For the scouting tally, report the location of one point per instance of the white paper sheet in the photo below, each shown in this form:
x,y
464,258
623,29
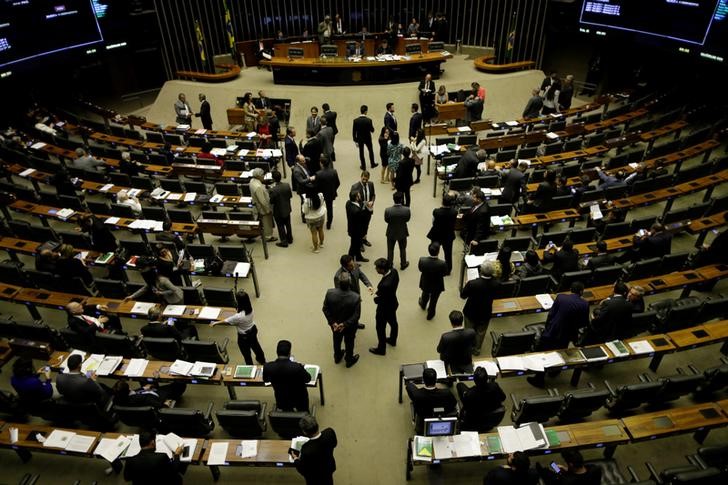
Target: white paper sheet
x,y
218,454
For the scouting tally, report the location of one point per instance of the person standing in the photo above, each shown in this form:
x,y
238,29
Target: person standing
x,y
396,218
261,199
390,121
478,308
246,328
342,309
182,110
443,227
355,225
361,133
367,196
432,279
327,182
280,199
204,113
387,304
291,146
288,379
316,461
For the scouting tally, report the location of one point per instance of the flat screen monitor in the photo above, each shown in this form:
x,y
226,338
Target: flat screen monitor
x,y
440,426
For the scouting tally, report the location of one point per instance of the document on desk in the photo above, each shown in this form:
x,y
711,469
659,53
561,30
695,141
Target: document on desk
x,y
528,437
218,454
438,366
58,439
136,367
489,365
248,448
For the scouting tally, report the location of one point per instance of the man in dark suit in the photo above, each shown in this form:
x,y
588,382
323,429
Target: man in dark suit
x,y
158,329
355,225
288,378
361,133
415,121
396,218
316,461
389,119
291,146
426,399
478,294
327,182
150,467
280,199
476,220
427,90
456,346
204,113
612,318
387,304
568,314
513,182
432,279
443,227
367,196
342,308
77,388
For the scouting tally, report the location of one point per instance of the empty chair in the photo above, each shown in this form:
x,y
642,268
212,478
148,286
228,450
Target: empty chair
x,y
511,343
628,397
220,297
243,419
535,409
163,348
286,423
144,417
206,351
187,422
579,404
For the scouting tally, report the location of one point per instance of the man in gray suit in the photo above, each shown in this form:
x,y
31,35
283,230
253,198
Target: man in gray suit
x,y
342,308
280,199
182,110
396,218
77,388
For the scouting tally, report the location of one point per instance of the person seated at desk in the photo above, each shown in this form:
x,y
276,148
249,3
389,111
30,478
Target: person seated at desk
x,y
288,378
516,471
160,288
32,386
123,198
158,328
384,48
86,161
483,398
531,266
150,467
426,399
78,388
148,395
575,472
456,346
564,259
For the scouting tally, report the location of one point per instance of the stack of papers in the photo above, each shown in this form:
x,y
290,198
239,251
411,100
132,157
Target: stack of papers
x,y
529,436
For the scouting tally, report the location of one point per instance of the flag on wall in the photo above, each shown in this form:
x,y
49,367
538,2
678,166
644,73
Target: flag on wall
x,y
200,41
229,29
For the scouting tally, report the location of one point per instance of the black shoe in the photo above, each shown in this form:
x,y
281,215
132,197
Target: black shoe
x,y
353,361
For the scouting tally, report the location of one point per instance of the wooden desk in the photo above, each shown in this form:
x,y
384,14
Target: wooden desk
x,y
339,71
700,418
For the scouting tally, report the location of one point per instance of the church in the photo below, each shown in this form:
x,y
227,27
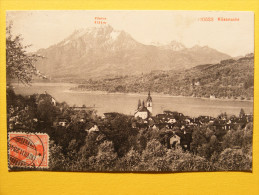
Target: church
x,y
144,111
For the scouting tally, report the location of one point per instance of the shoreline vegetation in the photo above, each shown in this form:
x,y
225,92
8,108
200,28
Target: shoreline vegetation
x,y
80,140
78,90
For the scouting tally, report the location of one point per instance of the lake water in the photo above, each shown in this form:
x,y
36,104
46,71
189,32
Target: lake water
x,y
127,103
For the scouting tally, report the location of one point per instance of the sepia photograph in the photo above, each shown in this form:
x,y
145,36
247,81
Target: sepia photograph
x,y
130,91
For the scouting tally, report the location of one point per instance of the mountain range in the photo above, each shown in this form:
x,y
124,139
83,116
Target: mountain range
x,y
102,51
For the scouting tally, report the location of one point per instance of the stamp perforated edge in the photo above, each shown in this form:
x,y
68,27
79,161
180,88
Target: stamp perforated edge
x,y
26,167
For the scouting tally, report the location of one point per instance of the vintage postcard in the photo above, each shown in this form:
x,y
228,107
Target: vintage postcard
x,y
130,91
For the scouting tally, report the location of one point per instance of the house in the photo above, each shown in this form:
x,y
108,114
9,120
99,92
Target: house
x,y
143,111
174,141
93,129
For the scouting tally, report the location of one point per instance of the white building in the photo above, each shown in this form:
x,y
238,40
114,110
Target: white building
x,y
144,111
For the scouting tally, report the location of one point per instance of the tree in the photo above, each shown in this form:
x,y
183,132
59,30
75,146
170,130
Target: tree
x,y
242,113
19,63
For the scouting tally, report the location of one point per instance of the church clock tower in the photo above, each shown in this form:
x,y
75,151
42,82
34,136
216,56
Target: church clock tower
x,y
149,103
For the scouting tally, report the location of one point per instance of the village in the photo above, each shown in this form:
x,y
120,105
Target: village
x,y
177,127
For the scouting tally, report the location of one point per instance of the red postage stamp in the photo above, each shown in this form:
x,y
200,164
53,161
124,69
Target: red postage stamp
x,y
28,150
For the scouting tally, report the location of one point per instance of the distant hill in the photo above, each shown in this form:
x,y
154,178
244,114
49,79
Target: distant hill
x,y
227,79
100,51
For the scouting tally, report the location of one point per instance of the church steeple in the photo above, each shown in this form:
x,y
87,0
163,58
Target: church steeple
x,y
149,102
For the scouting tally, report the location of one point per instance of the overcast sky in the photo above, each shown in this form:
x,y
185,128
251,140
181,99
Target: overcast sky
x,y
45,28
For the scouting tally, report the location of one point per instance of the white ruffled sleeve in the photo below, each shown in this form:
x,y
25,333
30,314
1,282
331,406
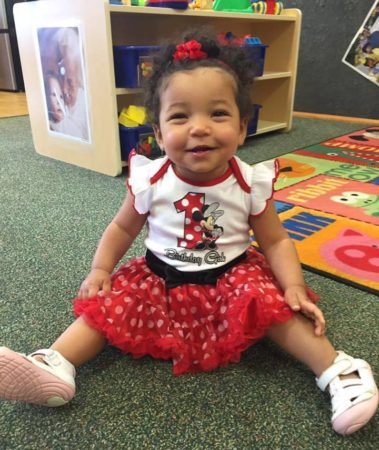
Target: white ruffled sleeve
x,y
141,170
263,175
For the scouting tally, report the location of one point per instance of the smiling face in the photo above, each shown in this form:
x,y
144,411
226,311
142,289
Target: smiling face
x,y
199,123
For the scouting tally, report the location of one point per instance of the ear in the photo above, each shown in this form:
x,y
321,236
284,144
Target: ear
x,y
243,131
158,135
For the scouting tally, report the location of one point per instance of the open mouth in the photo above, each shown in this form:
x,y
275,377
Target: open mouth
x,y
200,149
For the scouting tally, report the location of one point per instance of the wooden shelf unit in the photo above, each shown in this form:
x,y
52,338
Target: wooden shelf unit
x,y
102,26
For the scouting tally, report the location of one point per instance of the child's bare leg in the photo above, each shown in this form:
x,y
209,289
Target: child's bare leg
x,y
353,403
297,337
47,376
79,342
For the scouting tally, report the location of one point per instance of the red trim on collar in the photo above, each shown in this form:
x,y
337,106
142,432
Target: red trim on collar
= = = = = = =
:: WORK TO COMPLETE ::
Over the whole listing above, how many lines contain the string "collar"? The answer is that number alone.

:: RESULT ::
2